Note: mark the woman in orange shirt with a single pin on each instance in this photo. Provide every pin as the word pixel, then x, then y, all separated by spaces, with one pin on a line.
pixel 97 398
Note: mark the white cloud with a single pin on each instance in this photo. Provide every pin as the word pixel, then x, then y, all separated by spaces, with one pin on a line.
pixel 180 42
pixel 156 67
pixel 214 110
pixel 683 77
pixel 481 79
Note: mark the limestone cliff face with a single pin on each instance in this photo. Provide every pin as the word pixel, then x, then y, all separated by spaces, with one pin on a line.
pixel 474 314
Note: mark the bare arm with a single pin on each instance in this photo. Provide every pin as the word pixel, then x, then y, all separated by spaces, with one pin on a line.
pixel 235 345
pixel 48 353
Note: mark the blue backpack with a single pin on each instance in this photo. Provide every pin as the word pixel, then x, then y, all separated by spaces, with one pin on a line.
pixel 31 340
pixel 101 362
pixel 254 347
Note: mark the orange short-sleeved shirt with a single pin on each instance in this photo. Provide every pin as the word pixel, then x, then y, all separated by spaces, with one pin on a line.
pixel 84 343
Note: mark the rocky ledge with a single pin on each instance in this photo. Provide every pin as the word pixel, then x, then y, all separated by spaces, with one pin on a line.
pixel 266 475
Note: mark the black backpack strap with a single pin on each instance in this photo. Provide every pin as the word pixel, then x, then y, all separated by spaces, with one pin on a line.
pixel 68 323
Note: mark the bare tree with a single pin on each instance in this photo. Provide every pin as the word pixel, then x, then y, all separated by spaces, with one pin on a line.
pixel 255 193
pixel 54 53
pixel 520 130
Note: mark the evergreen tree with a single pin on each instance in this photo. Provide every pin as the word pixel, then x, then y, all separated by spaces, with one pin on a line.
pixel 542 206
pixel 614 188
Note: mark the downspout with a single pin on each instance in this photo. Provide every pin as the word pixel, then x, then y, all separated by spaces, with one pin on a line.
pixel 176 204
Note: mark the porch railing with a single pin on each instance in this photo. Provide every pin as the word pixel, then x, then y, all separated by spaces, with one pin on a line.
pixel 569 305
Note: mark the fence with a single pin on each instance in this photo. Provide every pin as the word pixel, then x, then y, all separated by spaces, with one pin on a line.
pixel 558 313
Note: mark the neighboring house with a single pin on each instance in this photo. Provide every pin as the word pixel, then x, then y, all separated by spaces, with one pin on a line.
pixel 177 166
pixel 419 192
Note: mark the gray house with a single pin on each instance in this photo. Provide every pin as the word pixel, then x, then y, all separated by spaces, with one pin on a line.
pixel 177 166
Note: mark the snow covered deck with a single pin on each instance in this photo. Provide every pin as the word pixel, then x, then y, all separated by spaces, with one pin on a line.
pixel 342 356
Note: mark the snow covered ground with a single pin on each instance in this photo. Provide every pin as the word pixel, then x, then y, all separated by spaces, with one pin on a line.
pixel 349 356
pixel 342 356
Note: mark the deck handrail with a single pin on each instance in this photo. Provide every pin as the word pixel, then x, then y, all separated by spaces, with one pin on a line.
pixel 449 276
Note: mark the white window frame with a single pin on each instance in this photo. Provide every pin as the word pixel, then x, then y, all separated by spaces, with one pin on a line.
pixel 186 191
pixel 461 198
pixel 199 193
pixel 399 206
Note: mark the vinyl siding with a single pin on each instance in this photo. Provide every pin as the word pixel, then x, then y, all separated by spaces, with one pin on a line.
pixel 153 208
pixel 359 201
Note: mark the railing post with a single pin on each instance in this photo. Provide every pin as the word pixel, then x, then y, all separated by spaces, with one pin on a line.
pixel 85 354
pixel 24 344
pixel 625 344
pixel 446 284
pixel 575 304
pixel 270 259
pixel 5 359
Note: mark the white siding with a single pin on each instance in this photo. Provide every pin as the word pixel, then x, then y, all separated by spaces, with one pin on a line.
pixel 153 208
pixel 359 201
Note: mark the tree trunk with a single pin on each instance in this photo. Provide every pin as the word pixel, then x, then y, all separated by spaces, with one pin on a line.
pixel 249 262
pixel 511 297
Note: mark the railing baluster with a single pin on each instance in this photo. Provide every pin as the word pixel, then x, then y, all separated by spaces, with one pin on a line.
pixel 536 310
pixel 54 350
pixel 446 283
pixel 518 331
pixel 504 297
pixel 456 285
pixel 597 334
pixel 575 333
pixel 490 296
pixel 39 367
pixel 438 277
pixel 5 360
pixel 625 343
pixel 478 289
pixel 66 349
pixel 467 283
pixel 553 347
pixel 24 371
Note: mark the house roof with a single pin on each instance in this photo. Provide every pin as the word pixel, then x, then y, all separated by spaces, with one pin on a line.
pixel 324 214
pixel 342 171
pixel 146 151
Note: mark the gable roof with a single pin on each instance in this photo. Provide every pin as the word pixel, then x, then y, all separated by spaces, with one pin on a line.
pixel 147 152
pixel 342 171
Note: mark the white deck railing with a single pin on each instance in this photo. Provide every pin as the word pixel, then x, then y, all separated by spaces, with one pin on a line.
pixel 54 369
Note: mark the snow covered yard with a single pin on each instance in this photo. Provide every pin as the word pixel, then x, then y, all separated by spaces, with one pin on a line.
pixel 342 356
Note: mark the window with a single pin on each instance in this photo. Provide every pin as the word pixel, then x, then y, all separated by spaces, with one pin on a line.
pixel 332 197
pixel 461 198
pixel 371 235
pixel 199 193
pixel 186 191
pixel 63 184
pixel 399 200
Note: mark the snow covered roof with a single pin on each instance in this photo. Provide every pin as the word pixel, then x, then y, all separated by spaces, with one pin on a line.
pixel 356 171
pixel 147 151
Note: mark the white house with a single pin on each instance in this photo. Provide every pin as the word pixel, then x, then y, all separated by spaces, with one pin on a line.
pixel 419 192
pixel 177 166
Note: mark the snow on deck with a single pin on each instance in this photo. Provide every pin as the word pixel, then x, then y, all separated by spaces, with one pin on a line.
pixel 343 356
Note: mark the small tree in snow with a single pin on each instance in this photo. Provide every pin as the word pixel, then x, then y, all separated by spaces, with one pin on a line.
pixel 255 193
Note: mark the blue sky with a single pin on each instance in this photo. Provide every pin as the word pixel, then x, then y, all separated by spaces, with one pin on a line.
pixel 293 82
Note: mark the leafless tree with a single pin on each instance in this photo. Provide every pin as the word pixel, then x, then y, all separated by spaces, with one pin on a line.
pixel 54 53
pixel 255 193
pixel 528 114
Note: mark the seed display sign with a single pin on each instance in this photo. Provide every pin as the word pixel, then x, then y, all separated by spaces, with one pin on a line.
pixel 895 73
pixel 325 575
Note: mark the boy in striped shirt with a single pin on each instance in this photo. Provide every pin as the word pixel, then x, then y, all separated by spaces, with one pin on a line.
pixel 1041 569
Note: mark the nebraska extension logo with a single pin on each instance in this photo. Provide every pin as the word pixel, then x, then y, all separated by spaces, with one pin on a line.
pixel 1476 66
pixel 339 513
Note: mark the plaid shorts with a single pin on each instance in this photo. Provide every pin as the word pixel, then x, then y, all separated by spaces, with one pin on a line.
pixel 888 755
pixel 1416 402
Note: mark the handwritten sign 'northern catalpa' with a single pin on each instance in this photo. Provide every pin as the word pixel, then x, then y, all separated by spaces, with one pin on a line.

TASK:
Output the listing above word for word.

TASK OUTPUT:
Note: mark the woman in orange shirt with a single pin on each instance in this photo. Provide every pin as the word pixel, then x, then y, all separated by spaces, with one pin on a line.
pixel 97 398
Note: mark the white cloud with a single pin on each instance in this photo. Provide every pin as the word pixel, then x, then y, all separated by spaces, with one pin on a line.
pixel 180 42
pixel 156 67
pixel 214 110
pixel 683 77
pixel 481 79
Note: mark the limestone cliff face with a single pin on each instance in this photo. Provide every pin as the word pixel, then x, then y, all separated by spaces, with one pin on a line.
pixel 474 314
Note: mark the bare arm with a single pin on each instance in this photo. Provide every pin as the word pixel, then x, then y, all separated by spaces, with one pin on a line.
pixel 235 345
pixel 48 353
Note: mark the blue backpack with a single pin on each instance in this photo. Provide every pin as the word pixel, then x, then y, all separated by spaces, with one pin on a line.
pixel 31 340
pixel 101 362
pixel 254 347
Note: mark the orange short-sleeved shirt with a single pin on each instance in this photo. Provide every pin as the word pixel, then x, then y, all separated by spaces, with one pin on a line.
pixel 84 343
Note: mark the rocky ledge with a single pin on each instance in this photo. Provide every pin as the word pixel, then x, then y, all separated by spaces, with one pin on a line.
pixel 266 475
Note: mark the black backpack strap with a single pin on each instance in this photo. Provide every pin as the word pixel, then x, then y, all separated by spaces, with one pin on a line.
pixel 68 323
Note: mark the bare tree with a single pin on each instance in this photo. Provide every pin as the word pixel, then x, then y, all separated by spaces, with one pin on a line.
pixel 255 193
pixel 54 53
pixel 520 130
Note: mark the evergreen tree with a single pin on each instance in this photo. Provide every pin as the word pixel, then x, then y, all separated by spaces, with one pin on a line.
pixel 542 206
pixel 614 188
Note: mark the downspout with a single pin on each instance in this photo. Provide every pin as the word pixel, then x, then y, all separated by spaces, with one pin on a line.
pixel 176 204
Note: mark the porch railing with a single pin on each instance in this photo. Provide every pin as the word pixel, then x, then y, all separated by spaces, with one pin on a line.
pixel 569 305
Note: mark the fence with a single pin on each instance in this photo. Provide every pin as the word pixel, then x, then y, all separated by spaces, with one pin on a line.
pixel 558 313
Note: mark the neighboring house with a single pin on each instance in this photo. Provide every pin as the word pixel, then x, then y, all separated by spaces, with one pin on a line.
pixel 177 166
pixel 419 192
Note: mark the gray house with a single pin on each instance in this photo. Provide every pin as the word pixel, then x, then y, all separated by spaces, with one pin on a line.
pixel 177 166
Note: mark the snow covered deck with a single pin on each instance in this photo. Provide every pin as the word pixel, then x, then y, all separated by spaces, with one pin on a line.
pixel 342 356
Note: mark the snow covered ground with a single pin on each instance in this photo. Provide every pin as the word pixel, then x, then y, all separated by spaces, with one pin on a line.
pixel 349 356
pixel 342 356
Note: mark the deck handrail with a single pin on each instance in this photo. Provide every pin as the word pixel, then x, then y, all separated by spaces, with one pin on a line.
pixel 449 276
Note: mark the white window frame with a single pin on each instance in this photo. Provide every pin as the word pixel, then x, then y, all separated by spaces, with one pin on a line.
pixel 186 191
pixel 461 198
pixel 199 193
pixel 399 206
Note: mark the vinyl siding with a single pin on each instance in this photo. Provide every pin as the word pixel, then x, then y, all separated by spaces, with one pin on a line.
pixel 153 208
pixel 359 201
Note: mark the railing post with a single pin on each instance in this photo. Provide every pin as the word pixel, then x, then y, all separated by spaces, with one pin on a line.
pixel 85 354
pixel 24 344
pixel 625 344
pixel 446 284
pixel 575 304
pixel 270 259
pixel 5 359
Note: mark the white siding with a single pin on each instance in this photo. Provide every pin as the word pixel, then x, then y, all separated by spaces, with one pin on a line.
pixel 153 208
pixel 359 201
Note: mark the tree trunk with a single pin on each instance in this photo. Provide every pin as the word pixel, then x, then y, all separated by spaces, with one pin on a line.
pixel 249 262
pixel 511 297
Note: mark the railing baluster with a single pin on each instance in this photo. Provide every pin as the word pixel, then x, then y, all separated by spaces, with one pin on a line.
pixel 536 310
pixel 54 350
pixel 446 283
pixel 518 331
pixel 504 297
pixel 456 285
pixel 597 334
pixel 575 333
pixel 490 296
pixel 39 367
pixel 438 277
pixel 5 360
pixel 625 343
pixel 478 289
pixel 66 349
pixel 467 283
pixel 553 347
pixel 24 371
Note: mark the house roof with a single pin on each instance in this photo. Provide every pin as the word pixel, then x, then y, all separated by spaces, with one pin on a line.
pixel 324 214
pixel 342 171
pixel 146 151
Note: mark the gable roof with a single pin on each instance in this photo. Provide every pin as the word pixel, then x, then y, all separated by spaces, with one pin on a line.
pixel 147 152
pixel 342 171
Note: mark the white deck railing with a single pin on each instance in this photo. Provide every pin as the word pixel, then x, then y, all separated by spaces, with one pin on a line.
pixel 54 369
Note: mark the snow covered yard with a single pin on each instance in this photo. Provide every pin as the word pixel, then x, then y, all separated by spaces, with one pin on a line.
pixel 342 356
Note: mark the window with a single pin on each instance in this photo. Provide every pin as the word pixel, then x, then y, all separated by spaces, with one pin on a line.
pixel 332 197
pixel 461 198
pixel 371 235
pixel 199 193
pixel 186 191
pixel 63 184
pixel 399 200
Note: mark the snow covered roof with a single pin on each instance in this photo. Provide every pin as the word pixel, then x, then y, all separated by spaces, with one pin on a line.
pixel 356 171
pixel 147 151
Note: mark the white house with a single pin on each instance in this photo. Provide every pin as the word pixel, then x, then y, all separated by spaces, with one pin on a line.
pixel 419 192
pixel 177 166
Note: mark the snow on deck with a single pin on each instance in this photo. Provide every pin as the word pixel, then x, then y, all separated by spaces, with one pin on a line.
pixel 343 356
Note: mark the small tree in snow with a single pin on each instance in this photo. Provide every pin as the word pixel, then x, then y, all separated by spaces, with one pin on a line.
pixel 255 193
Note: mark the blue sky with a single pin on each instance in this photo. Provide every pin as the word pixel, then x, then y, all separated by spaces, with one pin on a line.
pixel 293 82
Note: mark the leafless tree with a single pin on each instance in this photo. Provide every pin as the word pixel, then x, then y, all separated by spaces, with one pin on a line.
pixel 54 53
pixel 255 193
pixel 528 114
Note: mark the seed display sign with a single pin on each instance in this photo. Provide every pin as the word pixel, then x, then y, all separated by spaces, with one pin on a line.
pixel 895 73
pixel 325 575
Note: mark the boy in striped shirt with a single pin on each instance in this photo. Provide every pin as the word pixel, then x, then y, all separated by spaces, with one pin on a line.
pixel 1041 569
Note: mark the nebraska extension logo with a single pin on each instance in this photo. Provide every pin as the word pixel, then x, then y, all separated by spaces, with one pin on a line.
pixel 1476 66
pixel 339 513
Note: mark the plaid shorts with a single pin on each instance in this photo. Provide every pin as the word pixel, then x, then y, all separated by spaces, with one pin on a line.
pixel 888 755
pixel 1416 402
Note: mark the handwritten sign 'northern catalpa' with a single pin on each instance in this photo. Provide every pin as the word pixel, then x, then y, all separated by spaces, with one pin on a line.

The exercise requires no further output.